— Start Input material —
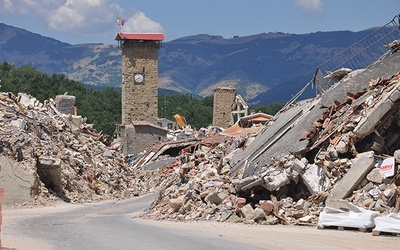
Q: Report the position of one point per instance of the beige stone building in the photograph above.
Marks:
(139, 76)
(139, 130)
(224, 98)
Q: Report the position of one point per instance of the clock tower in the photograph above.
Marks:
(139, 76)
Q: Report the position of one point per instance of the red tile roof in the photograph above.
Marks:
(140, 36)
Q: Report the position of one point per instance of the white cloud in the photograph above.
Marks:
(80, 17)
(140, 23)
(310, 6)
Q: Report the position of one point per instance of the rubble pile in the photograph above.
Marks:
(66, 156)
(344, 159)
— End Input material —
**Problem to solve**
Lay out every line of the entries above as a numbered list, skipping any blank lines and leaving out the pictures.

**Output of the exercise**
1. Q: Report the position of one point per instance of the beige stone building in the photograph above.
2. Marks:
3. (139, 76)
4. (139, 130)
5. (224, 98)
6. Q: Report the position of one point per instance of the clock tower in the photograph above.
7. Marks:
8. (139, 76)
9. Q: Report the position of one point per instance of the red tile roof in the photograph above.
10. Marks:
11. (140, 36)
12. Q: Report the position of one point per instance of the white cloud in the photograph above.
13. Marks:
14. (80, 17)
15. (140, 23)
16. (310, 6)
17. Q: Report the position of one point per instance of the rubble pile in the photograph above.
18. Marks:
19. (66, 156)
20. (344, 159)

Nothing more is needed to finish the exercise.